[Start Entries]
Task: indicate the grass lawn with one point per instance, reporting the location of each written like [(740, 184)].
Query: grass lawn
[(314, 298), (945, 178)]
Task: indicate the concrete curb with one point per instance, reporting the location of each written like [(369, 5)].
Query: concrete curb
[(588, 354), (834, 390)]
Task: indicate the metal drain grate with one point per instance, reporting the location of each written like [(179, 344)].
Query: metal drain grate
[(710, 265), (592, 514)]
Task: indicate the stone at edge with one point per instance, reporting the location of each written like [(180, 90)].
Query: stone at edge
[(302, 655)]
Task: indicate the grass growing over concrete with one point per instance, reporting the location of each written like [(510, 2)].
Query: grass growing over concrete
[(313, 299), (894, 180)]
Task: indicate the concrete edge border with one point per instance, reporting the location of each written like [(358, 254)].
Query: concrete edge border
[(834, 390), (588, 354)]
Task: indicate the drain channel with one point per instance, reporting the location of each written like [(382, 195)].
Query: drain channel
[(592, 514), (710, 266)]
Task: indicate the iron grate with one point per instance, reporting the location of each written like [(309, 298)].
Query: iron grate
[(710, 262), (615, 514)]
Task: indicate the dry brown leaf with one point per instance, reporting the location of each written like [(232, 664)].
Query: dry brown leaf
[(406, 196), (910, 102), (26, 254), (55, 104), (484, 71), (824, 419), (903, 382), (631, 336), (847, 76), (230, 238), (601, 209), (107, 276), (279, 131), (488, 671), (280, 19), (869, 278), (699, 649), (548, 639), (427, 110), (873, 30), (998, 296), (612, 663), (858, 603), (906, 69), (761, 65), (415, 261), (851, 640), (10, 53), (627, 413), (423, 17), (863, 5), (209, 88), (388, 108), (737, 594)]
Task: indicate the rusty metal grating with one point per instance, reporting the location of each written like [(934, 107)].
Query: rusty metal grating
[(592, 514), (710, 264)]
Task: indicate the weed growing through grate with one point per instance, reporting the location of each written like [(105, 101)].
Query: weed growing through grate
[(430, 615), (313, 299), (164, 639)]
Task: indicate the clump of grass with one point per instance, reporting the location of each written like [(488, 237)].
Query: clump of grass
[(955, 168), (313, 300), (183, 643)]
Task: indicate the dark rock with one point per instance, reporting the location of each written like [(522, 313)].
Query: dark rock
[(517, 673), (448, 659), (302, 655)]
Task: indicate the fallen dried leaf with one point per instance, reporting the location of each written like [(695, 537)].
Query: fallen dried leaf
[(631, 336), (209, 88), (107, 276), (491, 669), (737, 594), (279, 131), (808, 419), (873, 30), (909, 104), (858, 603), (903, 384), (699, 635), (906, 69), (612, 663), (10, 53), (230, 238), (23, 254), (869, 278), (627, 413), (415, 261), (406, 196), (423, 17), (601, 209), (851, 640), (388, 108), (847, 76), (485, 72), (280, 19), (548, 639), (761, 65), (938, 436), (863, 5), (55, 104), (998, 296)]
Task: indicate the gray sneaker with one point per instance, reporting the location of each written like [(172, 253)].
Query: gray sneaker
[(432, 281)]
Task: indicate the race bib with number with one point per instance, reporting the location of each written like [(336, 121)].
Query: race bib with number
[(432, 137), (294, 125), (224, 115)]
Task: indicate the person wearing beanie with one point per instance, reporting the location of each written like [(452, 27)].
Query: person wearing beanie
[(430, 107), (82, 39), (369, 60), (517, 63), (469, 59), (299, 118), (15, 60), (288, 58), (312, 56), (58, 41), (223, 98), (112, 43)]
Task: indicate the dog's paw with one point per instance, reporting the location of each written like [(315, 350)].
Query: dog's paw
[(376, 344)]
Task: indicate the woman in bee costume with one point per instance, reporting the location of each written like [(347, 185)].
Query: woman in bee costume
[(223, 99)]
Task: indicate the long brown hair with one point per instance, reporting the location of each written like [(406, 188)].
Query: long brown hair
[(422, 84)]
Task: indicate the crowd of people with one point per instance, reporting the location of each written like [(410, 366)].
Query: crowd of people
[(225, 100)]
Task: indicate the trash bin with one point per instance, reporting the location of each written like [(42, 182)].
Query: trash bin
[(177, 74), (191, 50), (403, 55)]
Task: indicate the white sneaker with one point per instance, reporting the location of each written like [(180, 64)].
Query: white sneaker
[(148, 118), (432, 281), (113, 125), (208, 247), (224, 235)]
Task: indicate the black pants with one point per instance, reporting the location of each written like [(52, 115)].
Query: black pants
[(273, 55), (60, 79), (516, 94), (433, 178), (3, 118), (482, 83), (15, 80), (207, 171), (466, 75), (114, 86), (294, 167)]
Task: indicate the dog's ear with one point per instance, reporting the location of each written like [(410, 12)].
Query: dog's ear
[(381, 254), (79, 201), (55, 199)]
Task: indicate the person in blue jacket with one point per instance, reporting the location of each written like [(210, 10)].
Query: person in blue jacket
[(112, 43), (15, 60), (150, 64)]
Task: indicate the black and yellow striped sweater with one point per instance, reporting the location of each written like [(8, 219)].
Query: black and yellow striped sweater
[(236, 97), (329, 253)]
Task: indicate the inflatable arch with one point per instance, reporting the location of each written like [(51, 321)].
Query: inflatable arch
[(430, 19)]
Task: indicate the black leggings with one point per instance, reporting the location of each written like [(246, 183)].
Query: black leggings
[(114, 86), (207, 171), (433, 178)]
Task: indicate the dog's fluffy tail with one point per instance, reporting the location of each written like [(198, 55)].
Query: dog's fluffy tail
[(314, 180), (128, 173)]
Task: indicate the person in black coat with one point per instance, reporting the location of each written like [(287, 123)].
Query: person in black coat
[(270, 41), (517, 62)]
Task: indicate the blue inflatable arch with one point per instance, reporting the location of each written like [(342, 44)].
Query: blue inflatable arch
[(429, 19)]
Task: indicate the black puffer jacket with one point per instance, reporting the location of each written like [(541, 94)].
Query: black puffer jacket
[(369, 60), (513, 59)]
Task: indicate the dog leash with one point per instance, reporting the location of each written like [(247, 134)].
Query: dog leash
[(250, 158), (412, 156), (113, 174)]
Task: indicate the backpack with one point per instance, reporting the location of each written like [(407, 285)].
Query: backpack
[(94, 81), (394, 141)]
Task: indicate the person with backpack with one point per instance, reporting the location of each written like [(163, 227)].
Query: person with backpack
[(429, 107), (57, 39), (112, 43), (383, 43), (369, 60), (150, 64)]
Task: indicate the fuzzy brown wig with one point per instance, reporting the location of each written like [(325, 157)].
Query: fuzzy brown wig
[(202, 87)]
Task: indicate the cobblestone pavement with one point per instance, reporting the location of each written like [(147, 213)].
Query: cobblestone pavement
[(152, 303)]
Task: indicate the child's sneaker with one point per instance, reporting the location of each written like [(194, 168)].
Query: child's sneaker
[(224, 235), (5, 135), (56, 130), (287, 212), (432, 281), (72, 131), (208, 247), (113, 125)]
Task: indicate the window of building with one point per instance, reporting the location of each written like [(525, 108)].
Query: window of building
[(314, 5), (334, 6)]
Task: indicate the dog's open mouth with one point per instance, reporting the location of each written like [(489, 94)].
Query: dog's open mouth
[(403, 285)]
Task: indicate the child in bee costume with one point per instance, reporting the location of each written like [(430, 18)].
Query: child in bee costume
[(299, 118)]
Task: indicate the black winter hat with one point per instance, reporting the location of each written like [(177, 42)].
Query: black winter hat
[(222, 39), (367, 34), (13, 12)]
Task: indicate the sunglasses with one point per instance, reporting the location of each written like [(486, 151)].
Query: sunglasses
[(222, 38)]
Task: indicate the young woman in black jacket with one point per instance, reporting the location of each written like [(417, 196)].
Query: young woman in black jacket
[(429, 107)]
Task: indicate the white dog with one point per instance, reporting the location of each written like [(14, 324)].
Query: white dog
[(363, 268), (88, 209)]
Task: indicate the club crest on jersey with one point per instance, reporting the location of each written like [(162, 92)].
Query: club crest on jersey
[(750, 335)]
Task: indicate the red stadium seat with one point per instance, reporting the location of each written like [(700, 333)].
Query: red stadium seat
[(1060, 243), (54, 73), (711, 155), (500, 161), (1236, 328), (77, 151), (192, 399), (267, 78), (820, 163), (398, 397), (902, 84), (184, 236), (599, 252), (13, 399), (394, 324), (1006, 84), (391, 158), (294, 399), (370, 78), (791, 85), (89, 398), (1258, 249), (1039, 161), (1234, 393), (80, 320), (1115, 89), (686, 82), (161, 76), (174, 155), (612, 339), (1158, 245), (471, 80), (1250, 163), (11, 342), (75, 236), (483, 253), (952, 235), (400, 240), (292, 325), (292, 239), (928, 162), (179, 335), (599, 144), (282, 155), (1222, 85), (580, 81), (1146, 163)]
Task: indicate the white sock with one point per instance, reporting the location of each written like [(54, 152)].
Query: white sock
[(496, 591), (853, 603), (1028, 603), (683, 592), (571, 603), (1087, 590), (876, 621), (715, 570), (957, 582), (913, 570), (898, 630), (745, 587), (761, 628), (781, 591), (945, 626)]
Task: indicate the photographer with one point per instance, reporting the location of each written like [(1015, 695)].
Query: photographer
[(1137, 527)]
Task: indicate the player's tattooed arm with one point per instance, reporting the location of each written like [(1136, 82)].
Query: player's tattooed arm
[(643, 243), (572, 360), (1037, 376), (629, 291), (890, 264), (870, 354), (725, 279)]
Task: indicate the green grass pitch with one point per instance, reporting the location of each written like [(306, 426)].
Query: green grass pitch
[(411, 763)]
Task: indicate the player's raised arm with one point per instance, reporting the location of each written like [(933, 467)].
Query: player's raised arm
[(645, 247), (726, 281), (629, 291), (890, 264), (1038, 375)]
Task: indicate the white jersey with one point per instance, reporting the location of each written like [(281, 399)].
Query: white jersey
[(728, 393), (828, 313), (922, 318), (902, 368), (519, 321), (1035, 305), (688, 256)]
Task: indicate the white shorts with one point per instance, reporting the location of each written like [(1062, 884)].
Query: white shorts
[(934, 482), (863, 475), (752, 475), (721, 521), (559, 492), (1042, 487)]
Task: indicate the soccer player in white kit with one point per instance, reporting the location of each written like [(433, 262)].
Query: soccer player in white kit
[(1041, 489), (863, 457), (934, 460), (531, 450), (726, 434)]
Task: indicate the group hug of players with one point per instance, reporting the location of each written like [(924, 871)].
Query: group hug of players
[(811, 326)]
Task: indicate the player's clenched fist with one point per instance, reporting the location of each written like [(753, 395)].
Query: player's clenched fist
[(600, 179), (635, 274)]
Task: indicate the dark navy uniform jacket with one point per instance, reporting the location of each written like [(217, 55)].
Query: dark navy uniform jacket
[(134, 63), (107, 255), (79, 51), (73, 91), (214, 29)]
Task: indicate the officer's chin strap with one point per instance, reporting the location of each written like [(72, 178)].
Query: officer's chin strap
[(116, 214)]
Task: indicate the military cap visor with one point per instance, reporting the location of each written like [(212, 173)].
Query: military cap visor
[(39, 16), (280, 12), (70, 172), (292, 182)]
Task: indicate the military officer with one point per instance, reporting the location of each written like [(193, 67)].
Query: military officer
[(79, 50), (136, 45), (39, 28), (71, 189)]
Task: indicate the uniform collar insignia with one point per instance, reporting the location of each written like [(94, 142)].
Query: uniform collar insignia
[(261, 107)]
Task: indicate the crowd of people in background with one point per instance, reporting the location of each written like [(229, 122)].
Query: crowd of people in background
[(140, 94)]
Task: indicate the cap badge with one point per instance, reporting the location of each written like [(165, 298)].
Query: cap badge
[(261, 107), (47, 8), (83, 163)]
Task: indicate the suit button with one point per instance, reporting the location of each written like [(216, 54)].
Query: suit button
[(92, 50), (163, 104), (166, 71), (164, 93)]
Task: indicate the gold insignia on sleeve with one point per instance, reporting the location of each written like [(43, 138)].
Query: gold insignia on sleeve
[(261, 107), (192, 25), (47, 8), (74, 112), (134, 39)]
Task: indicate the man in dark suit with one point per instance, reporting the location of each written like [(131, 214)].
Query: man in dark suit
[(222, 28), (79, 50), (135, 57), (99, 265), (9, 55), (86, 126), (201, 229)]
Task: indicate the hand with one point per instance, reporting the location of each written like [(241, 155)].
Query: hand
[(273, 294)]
[End Entries]
Your objective — Please rewrite the entries beginning at the line that contains "Task: indicate the person in blue" and stopping after the line that contains "[(112, 43), (15, 60), (150, 64)]", renaming "jacket" to "coat" and leaving everything else the same.

Complete response —
Task: indicate the person in blue coat with one point per instance, reporting the location of each written like [(210, 10)].
Query: person in blue coat
[(112, 43), (15, 60), (150, 64)]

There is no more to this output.